Requirement: All lines in the entries below that hold "green" make up the answer.

Given records:
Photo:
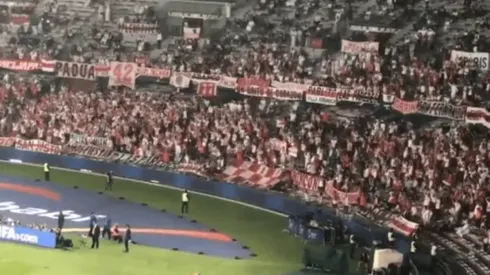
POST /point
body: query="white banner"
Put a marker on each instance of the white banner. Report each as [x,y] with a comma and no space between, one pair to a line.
[359,47]
[321,95]
[480,59]
[75,70]
[288,90]
[192,33]
[123,74]
[180,80]
[403,225]
[477,116]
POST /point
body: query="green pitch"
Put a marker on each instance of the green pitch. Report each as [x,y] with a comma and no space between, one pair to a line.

Problem solution:
body: query="green pitch"
Put a marker on each instance of the green pitch. Report each as [x,y] with a comma and no space between, one pair to a line.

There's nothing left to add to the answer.